--- Begin TASK MATERIAL ---

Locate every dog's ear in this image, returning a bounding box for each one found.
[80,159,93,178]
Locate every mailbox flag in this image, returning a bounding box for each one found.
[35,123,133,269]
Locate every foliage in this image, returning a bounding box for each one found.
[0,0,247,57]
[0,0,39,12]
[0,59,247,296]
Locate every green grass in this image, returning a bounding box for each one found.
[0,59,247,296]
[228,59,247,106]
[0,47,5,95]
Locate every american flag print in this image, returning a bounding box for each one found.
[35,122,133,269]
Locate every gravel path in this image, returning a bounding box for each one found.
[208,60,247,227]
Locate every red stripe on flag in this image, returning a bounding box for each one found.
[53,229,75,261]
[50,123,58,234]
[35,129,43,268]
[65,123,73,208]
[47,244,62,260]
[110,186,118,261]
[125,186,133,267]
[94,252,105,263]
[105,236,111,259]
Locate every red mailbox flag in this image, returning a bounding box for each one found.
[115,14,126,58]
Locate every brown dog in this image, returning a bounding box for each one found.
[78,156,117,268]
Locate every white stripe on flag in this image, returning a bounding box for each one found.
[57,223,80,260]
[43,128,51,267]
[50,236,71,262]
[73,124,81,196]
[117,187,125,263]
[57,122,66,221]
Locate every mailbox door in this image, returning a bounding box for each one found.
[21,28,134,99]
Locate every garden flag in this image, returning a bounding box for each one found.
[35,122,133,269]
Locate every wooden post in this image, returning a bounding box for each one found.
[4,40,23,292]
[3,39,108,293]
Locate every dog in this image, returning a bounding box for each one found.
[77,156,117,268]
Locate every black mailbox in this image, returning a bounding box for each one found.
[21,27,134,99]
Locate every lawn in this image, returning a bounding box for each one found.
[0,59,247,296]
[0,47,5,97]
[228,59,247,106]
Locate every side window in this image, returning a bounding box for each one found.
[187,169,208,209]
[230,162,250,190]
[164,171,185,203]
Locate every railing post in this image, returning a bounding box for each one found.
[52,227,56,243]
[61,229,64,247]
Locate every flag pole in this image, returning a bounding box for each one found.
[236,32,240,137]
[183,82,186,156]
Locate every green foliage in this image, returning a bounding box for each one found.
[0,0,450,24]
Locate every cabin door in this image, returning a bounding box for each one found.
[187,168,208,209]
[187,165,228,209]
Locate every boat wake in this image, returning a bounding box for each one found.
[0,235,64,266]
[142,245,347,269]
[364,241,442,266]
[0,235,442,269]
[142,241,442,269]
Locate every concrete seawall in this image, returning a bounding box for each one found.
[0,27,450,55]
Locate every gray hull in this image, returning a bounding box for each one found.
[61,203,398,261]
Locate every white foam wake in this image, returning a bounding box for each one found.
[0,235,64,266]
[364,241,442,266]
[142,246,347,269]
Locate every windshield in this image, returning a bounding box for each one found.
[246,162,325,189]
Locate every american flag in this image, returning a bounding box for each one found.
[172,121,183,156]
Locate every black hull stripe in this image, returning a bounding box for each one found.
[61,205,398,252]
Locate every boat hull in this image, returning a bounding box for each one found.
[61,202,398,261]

--- End TASK MATERIAL ---

Find every row above that contains the word "foliage" and copy each of those rows.

Locate every foliage in this image, returning a bounding box for each one found.
Locate every green foliage in this image, returning a bounding box for each one found.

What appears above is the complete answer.